§ **WORK TO COMPLETE**
Go through the data and retrieve each line that includes the string "lamp".

§ **EXTRACTED RECORDS**
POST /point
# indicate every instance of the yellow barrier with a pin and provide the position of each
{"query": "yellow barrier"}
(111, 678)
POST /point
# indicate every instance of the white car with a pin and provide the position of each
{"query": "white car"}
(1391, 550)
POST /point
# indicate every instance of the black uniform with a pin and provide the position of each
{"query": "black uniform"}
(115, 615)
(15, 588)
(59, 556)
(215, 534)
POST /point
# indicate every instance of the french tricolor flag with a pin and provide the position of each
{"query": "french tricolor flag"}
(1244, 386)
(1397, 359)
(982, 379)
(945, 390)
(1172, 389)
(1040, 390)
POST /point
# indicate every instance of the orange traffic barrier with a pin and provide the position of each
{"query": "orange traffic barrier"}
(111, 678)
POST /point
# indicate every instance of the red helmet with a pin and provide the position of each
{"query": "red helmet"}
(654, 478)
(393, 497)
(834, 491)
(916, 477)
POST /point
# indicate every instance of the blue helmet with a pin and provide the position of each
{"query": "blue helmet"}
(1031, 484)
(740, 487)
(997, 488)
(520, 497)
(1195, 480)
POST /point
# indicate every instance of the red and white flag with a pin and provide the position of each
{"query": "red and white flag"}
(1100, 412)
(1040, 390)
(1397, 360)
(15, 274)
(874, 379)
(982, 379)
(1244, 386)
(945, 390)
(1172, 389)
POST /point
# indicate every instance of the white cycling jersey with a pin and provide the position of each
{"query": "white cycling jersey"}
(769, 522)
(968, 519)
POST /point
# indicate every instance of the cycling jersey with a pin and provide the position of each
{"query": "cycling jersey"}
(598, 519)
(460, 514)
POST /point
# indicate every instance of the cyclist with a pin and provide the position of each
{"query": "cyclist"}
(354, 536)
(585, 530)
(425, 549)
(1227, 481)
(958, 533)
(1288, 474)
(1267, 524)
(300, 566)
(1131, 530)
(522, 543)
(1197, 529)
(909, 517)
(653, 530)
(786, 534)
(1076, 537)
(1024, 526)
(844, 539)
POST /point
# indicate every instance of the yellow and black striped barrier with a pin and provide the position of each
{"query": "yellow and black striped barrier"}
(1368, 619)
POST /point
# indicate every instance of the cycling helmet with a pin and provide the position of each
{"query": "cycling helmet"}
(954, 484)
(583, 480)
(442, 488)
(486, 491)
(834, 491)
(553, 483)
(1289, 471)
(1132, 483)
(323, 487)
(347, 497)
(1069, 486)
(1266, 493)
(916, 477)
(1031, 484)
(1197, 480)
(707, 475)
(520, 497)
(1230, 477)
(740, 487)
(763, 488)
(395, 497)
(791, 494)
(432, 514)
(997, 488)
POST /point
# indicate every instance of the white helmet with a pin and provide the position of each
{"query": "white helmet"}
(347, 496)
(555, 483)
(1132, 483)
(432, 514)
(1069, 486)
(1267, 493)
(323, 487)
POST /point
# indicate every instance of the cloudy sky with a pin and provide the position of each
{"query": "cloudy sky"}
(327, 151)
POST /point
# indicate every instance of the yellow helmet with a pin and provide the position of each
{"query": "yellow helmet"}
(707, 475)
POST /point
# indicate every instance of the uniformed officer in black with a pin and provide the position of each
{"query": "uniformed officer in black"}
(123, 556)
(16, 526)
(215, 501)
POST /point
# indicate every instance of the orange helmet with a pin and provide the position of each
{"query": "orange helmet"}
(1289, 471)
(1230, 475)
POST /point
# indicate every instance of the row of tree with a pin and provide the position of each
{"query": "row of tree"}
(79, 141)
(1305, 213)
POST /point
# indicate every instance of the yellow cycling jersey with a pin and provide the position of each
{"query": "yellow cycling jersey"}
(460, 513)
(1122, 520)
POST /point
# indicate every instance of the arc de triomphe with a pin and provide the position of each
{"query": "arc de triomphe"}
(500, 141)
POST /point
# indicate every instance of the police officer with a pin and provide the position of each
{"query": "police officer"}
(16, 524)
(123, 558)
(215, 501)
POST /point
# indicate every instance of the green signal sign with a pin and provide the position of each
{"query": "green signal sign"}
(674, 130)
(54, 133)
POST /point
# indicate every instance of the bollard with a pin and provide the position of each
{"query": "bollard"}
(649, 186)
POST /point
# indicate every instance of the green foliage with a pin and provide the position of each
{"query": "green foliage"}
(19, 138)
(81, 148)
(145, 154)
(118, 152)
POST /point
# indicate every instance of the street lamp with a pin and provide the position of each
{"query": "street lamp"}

§ **EXPECTED ANSWER**
# indicate every instance of the street lamp with a pin and provide the position of each
{"query": "street lamp"}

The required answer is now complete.